◆ **GIVEN TASK**: Present the stretch of rows below, from the one containing "Each instance of the man in" through the one containing "Each instance of the landing", as a numbered list with blank lines omitted. Include only those rows.

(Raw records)
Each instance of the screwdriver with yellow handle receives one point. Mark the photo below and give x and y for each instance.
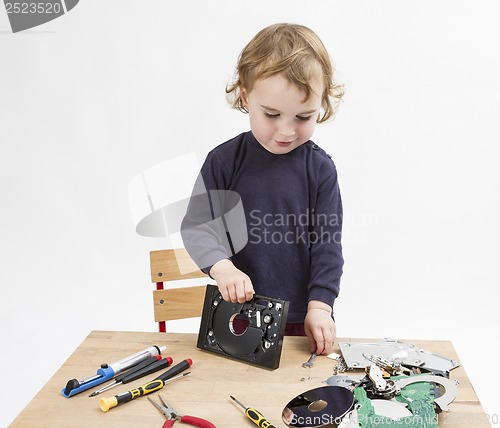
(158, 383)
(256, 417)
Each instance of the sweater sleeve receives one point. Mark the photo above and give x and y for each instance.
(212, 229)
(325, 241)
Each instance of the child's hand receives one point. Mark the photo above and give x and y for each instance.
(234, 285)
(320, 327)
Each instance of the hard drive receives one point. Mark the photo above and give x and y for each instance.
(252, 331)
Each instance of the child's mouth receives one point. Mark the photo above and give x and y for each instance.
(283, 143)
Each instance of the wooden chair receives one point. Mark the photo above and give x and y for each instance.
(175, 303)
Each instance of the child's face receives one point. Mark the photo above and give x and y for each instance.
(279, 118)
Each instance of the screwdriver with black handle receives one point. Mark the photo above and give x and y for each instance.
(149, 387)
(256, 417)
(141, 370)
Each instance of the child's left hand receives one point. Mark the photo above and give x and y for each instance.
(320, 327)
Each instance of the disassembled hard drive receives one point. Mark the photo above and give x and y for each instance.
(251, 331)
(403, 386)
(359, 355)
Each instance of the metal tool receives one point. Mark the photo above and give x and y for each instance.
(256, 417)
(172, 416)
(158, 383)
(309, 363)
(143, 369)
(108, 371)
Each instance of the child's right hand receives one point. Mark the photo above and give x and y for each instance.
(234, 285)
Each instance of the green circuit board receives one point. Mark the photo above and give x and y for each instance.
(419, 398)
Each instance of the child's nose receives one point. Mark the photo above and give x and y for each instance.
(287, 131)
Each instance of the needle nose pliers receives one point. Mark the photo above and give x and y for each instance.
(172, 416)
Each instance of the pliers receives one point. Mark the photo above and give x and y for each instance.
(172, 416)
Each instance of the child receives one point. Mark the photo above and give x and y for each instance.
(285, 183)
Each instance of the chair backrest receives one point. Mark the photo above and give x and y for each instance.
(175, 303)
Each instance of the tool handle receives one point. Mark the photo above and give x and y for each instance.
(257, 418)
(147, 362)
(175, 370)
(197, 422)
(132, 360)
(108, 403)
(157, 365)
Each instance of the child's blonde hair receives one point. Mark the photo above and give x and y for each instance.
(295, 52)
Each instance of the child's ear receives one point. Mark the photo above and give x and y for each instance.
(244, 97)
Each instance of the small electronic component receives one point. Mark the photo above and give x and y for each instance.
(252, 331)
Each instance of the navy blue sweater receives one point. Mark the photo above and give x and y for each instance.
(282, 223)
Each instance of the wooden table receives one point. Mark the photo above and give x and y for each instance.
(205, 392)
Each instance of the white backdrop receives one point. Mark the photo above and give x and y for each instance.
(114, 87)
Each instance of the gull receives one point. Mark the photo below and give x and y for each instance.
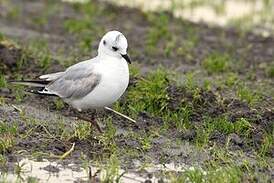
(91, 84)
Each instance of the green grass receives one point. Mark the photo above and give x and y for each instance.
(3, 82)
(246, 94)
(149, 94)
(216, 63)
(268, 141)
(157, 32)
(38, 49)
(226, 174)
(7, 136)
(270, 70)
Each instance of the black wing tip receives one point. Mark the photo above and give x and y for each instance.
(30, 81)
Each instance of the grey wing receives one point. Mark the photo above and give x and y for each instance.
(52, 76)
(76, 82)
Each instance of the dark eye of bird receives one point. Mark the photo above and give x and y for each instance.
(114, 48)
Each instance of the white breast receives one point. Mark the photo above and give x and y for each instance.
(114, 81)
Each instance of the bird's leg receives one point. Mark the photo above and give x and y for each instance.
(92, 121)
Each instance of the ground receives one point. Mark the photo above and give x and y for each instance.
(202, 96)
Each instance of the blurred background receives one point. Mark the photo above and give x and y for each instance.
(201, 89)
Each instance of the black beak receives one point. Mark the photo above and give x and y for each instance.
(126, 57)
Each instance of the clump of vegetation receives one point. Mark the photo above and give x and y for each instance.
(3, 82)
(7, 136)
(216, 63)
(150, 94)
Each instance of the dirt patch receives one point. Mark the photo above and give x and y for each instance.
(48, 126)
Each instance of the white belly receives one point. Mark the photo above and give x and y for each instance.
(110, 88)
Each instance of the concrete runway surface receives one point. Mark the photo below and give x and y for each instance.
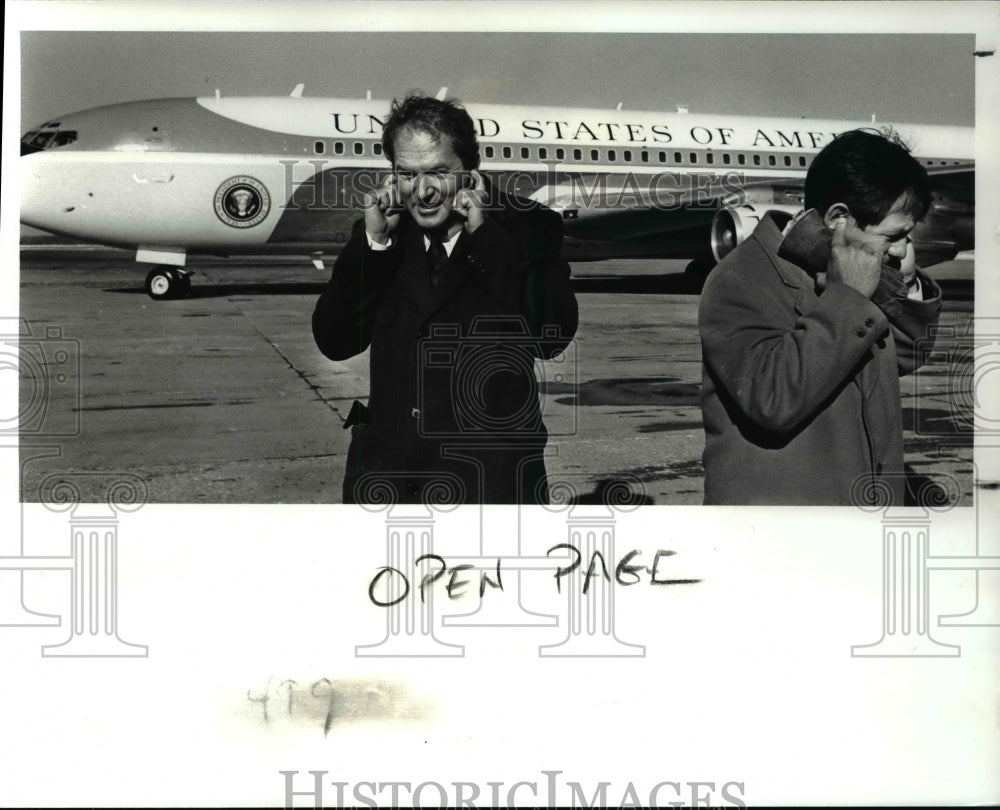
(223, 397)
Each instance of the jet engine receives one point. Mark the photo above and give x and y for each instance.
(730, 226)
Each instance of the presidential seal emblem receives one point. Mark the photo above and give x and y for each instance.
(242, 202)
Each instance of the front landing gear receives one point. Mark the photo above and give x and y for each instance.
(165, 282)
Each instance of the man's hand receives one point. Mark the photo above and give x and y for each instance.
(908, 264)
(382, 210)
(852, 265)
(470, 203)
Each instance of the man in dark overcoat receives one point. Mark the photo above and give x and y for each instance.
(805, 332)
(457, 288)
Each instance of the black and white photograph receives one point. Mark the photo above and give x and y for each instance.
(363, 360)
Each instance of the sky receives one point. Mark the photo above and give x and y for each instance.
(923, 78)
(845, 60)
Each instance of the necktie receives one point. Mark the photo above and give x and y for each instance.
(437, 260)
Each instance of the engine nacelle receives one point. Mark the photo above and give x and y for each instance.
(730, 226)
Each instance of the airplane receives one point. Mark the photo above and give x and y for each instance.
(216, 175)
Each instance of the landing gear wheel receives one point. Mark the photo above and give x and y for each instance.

==

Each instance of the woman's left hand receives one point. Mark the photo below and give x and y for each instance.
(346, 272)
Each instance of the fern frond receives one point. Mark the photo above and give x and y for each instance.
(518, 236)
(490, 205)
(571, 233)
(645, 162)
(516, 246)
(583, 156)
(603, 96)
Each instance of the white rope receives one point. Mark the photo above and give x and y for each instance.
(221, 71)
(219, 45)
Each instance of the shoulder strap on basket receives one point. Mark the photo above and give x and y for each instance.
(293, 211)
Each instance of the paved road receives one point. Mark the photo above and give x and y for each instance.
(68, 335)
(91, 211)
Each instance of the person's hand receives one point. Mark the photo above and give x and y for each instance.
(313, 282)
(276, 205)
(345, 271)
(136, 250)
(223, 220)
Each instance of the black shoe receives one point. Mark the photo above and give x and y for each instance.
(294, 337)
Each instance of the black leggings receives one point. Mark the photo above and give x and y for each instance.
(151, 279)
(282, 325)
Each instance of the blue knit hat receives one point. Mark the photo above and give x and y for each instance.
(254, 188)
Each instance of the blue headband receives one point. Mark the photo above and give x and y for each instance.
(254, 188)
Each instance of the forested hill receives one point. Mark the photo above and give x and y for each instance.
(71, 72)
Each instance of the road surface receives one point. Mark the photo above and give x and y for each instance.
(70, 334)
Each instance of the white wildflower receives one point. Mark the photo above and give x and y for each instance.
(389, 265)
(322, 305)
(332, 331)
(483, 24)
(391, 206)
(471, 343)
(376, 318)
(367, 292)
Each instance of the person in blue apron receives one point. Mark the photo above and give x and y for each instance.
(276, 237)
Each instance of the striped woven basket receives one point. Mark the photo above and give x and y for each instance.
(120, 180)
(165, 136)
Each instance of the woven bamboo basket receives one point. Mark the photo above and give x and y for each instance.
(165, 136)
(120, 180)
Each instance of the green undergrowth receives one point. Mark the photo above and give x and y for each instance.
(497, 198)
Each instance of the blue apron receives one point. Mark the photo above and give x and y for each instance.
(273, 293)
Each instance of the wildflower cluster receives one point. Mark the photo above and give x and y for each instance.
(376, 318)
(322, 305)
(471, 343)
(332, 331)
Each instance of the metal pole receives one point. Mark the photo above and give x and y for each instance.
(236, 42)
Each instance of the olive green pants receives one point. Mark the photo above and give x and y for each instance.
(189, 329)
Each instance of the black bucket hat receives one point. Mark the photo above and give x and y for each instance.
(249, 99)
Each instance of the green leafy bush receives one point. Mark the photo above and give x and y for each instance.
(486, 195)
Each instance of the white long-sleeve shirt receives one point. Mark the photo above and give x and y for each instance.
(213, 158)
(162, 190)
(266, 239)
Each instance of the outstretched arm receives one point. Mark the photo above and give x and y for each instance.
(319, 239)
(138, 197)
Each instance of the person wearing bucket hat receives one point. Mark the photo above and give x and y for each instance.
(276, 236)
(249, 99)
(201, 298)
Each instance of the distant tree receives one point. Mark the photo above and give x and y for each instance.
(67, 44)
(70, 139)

◆ **EXERCISE OUTPUT**:
1. Each instance of the man in dark overcoat receives one point. Mark the photo above and give x and y for each instance.
2. (805, 332)
3. (457, 288)
4. Each instance of the black and white photograph receives one point. Mark the photo above and give x and y for each instance.
5. (363, 360)
6. Each instance of the sky receives one point. Mark the photo above and give x and y for each instance.
7. (923, 78)
8. (845, 60)
9. Each instance of the necktie receives one point. Mark the photo above and give x and y for each instance.
10. (437, 260)
11. Each instance of the engine nacelle receives one point. Mark the photo above and give x and y for each instance.
12. (730, 226)
13. Each instance of the airplane receives one point. Mark the photo above and give x and y for each instance.
14. (216, 175)
15. Each instance of the landing gear wheel receives one point. Mark the photo above and give x and y for each instance.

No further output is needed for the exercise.